Seleção.

Para o fundamentalista, a criação se realizou mesmo em sete
dias. O ser humano foi feito literalmente de barro. Eva é tirada da costela
física de Adão. O preceito “crescei e multiplicai-vos, enchei e subjugai a
terra, dominai sobre os peixes do mar, sobre as aves do céu, sobre tudo o que
vive e se move sobre a terra” deve ser tomado estritamente ao pé da letra,
pouco importando-se essa dominação venha por em risco a biosfera. Mais ainda:
só Jesus é o caminho, a verdade e a vida, o único e suficiente salvador. Fora
dele há somente perdição.
Em face dos demais caminhos, o fundamentalismo é
intolerante, na moral é especialmente inflexível, particularmente no que
concerne a sexualidade e a família. É contra os homossexuais, o movimento
feminista e os demais processos libertários em geral.

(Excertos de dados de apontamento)
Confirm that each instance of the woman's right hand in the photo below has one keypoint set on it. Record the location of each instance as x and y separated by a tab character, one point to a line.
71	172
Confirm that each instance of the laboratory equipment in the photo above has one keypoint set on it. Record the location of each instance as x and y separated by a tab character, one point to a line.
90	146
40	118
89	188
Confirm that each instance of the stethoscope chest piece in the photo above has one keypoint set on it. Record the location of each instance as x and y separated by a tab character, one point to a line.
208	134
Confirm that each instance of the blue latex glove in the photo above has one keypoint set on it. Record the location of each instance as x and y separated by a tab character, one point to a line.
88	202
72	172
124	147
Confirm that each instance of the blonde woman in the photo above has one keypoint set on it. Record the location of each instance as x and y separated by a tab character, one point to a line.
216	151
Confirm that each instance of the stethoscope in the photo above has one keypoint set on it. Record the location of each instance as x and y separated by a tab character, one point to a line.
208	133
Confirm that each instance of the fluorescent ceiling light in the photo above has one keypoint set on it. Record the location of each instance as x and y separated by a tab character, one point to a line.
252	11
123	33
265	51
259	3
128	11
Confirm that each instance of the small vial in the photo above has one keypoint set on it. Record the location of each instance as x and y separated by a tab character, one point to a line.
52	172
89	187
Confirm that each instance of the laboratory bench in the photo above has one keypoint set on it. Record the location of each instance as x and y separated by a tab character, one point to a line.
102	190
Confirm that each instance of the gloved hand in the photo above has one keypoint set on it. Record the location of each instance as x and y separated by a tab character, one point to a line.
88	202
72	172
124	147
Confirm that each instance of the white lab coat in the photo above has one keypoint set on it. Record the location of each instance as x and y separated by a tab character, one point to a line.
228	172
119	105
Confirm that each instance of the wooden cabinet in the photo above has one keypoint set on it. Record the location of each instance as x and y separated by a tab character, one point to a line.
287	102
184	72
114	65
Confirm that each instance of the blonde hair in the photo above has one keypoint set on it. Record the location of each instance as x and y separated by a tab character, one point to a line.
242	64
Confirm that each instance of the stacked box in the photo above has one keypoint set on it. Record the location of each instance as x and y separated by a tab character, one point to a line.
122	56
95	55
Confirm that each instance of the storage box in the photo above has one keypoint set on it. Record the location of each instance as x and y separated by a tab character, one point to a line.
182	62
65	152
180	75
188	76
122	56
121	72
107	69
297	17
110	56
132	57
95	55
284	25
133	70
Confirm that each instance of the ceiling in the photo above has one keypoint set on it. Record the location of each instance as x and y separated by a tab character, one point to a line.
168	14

Suas tarefas.
• a. Liste tudo aquilo a que, segundo o trecho sobre o fundamentalismo, o fundamentalismo se opõe.
• b. No trecho sobre o fundamentalismo, altere a parte que começa com as palavras "Em face dos" e termina com "libertários em geral.", trocando "intolerante" por "intransigente".

Conjunto de respostas.
• a.
- Os homossexuais
- O movimento feminista
- Os demais processos libertários em geral

• b.
Em face dos demais caminhos, o fundamentalismo é
intransigente, na moral é especialmente inflexível, particularmente no que
concerne a sexualidade e a família. É contra os homossexuais, o movimento
feminista e os demais processos libertários em geral.